INSTRUCTIONS FOR THE TASK →
Edit the entries that follow by changing "one pin per instance" to "one pin per object" wherever it appears. Leave everything else as it is.

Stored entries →
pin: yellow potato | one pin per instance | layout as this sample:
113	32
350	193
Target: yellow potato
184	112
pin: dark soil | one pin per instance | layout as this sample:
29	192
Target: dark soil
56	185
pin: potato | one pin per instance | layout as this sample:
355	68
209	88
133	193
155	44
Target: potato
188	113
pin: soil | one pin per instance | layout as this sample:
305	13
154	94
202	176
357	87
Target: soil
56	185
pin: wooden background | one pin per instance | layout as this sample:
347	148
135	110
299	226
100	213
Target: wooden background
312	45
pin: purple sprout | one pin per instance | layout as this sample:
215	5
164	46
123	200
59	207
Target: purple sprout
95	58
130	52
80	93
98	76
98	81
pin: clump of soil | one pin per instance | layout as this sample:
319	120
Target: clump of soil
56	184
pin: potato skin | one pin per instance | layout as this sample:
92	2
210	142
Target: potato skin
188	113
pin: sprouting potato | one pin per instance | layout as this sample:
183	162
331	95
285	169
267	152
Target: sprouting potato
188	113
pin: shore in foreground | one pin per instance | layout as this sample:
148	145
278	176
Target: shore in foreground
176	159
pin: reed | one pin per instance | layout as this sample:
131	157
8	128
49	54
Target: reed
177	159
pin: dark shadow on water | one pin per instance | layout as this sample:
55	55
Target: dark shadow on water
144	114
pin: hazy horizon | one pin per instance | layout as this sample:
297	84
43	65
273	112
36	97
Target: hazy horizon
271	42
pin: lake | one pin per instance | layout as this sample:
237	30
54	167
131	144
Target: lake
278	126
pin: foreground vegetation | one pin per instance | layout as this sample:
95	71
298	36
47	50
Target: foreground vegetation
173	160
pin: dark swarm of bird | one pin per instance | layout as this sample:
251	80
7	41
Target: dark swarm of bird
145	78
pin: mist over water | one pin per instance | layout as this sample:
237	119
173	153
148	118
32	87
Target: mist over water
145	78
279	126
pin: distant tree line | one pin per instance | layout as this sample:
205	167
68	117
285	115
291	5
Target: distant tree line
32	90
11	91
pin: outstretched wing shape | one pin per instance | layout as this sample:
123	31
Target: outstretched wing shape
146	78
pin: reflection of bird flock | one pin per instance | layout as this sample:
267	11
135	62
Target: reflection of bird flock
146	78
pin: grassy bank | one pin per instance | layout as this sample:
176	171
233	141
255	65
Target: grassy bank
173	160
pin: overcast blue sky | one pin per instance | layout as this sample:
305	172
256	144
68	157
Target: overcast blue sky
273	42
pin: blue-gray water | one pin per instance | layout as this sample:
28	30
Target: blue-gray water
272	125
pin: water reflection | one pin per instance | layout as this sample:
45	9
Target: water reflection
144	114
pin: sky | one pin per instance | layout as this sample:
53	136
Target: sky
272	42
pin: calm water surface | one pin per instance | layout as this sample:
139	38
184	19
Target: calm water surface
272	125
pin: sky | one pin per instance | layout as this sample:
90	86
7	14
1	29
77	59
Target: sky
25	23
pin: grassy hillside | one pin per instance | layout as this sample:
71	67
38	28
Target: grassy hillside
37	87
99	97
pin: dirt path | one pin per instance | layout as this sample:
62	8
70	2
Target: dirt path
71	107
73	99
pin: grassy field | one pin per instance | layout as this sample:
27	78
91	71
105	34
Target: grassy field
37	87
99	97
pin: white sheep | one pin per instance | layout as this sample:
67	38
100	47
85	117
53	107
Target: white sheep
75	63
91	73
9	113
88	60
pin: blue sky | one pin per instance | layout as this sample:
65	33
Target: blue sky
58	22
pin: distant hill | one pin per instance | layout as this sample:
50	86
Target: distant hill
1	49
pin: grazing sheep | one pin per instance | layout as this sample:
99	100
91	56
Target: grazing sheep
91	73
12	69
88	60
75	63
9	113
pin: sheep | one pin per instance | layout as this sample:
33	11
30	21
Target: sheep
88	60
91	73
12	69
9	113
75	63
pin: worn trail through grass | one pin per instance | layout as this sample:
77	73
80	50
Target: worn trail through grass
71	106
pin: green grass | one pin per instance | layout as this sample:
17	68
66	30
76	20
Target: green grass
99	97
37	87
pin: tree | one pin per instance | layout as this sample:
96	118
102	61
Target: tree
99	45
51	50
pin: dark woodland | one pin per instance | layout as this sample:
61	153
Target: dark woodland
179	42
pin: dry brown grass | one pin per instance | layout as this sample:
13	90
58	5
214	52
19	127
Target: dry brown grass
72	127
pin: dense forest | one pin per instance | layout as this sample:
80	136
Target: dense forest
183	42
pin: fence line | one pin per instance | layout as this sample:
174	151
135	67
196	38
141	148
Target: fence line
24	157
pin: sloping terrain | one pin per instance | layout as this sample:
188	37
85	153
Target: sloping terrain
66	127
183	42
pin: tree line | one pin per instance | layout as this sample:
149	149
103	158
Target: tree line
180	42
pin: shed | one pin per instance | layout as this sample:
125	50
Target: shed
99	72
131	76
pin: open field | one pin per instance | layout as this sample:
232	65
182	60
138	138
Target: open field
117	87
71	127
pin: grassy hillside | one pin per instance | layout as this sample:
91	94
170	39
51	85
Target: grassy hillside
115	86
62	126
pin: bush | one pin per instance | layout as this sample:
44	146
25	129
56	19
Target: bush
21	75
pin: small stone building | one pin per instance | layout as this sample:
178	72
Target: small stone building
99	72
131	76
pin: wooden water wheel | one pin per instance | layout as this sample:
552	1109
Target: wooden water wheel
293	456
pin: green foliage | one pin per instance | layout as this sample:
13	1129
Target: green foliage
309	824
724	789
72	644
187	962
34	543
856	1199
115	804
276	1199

RESULT OF THIS TASK →
pin: yellow potato | one pin per object | layout as this sample:
113	32
350	193
Target: yellow potato
184	112
pin: dark soil | one pin per object | layout as this sample:
29	192
Target: dark soil
56	185
pin: potato | one pin per object | layout as this sample:
355	68
209	88
133	193
155	44
Target: potato
188	113
pin: soil | one pin per object | layout as this sample:
305	13
154	94
202	176
357	87
Target: soil
56	185
pin: wooden background | one pin per object | layout as this sample:
347	148
135	110
299	226
100	213
Target: wooden background
312	45
pin: purple sprout | one pin per object | layout as this sample:
215	5
164	46
123	200
59	207
Target: purple sprout
95	58
130	52
80	93
98	76
98	81
pin: clump of soil | one pin per object | layout as this sample:
319	120
Target: clump of soil
56	184
pin: potato skin | one pin per object | layout as this sample:
92	2
210	142
Target: potato skin
188	113
pin: sprouting potato | one pin per object | layout as this sample:
183	162
331	95
285	169
267	152
Target: sprouting potato
188	113
pin: shore in foreground | one pin per object | layout as this sample:
148	145
278	176
Target: shore in foreground
176	159
pin: reed | one pin per object | layout as this sample:
131	157
8	128
49	54
Target: reed
177	159
pin: dark shadow on water | one pin per object | layout as this sample:
55	55
Target: dark shadow on water
144	114
pin: hazy horizon | one pin per object | layout as this sample:
297	84
43	65
273	112
36	97
Target: hazy horizon
271	42
pin: lake | one pin per object | layout as this sample:
237	30
54	167
131	144
Target: lake
278	126
pin: foreground vegetation | one pin per object | layout as this sample:
95	71
298	36
47	50
Target: foreground vegetation
173	160
pin: dark swarm of bird | one pin per object | layout as this sample:
251	80
7	41
Target: dark swarm of bird
145	78
pin: mist over water | one pin per object | layout as this sample:
237	119
173	153
148	118
32	87
Target: mist over water
145	78
279	126
pin: distant tree line | one pin per object | layout as this sample:
205	167
68	117
285	115
291	5
Target: distant tree line
32	90
11	91
pin: outstretched wing shape | one pin per object | layout as this sample:
123	31
Target: outstretched wing shape
146	78
pin: reflection of bird flock | one pin per object | layout as this sample:
267	11
135	62
Target: reflection of bird flock
146	78
pin: grassy bank | one pin per object | layout as this sample:
176	171
233	141
255	65
Target: grassy bank
173	160
pin: overcast blue sky | one pin per object | layout as this sample:
305	172
256	144
68	157
Target: overcast blue sky
273	42
pin: blue-gray water | one pin per object | layout as this sample:
28	30
Target: blue-gray water
272	125
pin: water reflection | one pin per object | layout as this sample:
45	9
Target: water reflection
144	114
pin: sky | one pin per object | layout as this sample:
53	136
Target: sky
272	42
pin: calm water surface | one pin per object | layout as this sample:
139	38
184	19
Target: calm water surface
272	125
pin: sky | one pin per object | layout as this sample:
90	86
7	14
1	29
77	59
Target: sky
25	23
pin: grassy hillside | one pin per object | layout as this sample:
71	67
38	28
Target: grassy hillside
37	87
99	97
pin: dirt path | one pin per object | layout as this sample:
62	8
70	2
Target: dirt path
71	107
73	99
pin: grassy field | one pin per object | layout as this sample:
27	78
91	71
105	34
Target: grassy field
37	87
99	97
pin: white sheep | one pin per object | layout as this sample:
67	38
100	47
85	117
53	107
Target: white sheep
75	63
91	73
9	113
88	60
pin: blue sky | one pin per object | layout as this sample:
65	33
Target: blue sky
58	22
pin: distant hill | one pin per object | layout as this sample:
50	86
Target: distant hill
1	49
pin: grazing sheep | one pin per object | layout as this sample:
99	100
91	56
Target: grazing sheep
91	73
12	69
88	60
75	63
9	113
pin: sheep | one pin per object | layout as this sample:
33	11
30	21
Target: sheep
88	60
91	73
12	69
9	113
75	63
pin: worn trail through grass | one pin per object | layout as this sample:
77	73
80	50
Target: worn trail through grass
71	106
pin: green grass | one pin per object | layout as this sample:
17	68
66	30
76	20
Target: green grass
99	97
37	87
pin: tree | one pin per object | layout as this sample:
96	118
102	61
Target: tree
99	45
51	50
pin: dark woodland | one pin per object | layout as this sample:
61	153
Target: dark woodland
179	42
pin: dry brown grass | one pin per object | layout as this sample:
13	90
58	5
214	52
19	127
Target: dry brown grass
72	127
pin: dense forest | one pin per object | layout as this sample:
80	136
Target: dense forest
183	42
pin: fence line | one pin per object | layout as this sample:
174	151
135	67
196	38
141	148
Target: fence line
24	157
pin: sloping terrain | one pin per object | layout as this sample:
188	37
85	153
Target: sloping terrain
66	127
183	42
pin: tree line | one pin per object | layout as this sample:
149	149
103	158
Target: tree line
180	42
pin: shed | one pin per object | layout as this sample:
125	50
Target: shed
99	72
131	76
pin: open field | one pin per object | layout as this sample:
232	65
182	60
138	138
Target: open field
117	87
71	127
pin: grassy hillside | one pin per object | layout as this sample:
91	94
170	39
51	85
Target: grassy hillside
115	86
62	126
pin: bush | one pin per object | layout as this sample:
44	146
25	129
56	19
Target: bush
21	75
pin: small stone building | one pin per object | layout as this sample:
178	72
Target: small stone building
99	72
131	76
pin: wooden water wheel | one pin per object | layout as this sample:
552	1109
Target: wooden water wheel
293	456
pin: green foliage | one pin per object | layout as this sample:
13	1129
Target: green foliage
309	824
724	789
72	644
187	962
34	543
856	1199
115	804
276	1199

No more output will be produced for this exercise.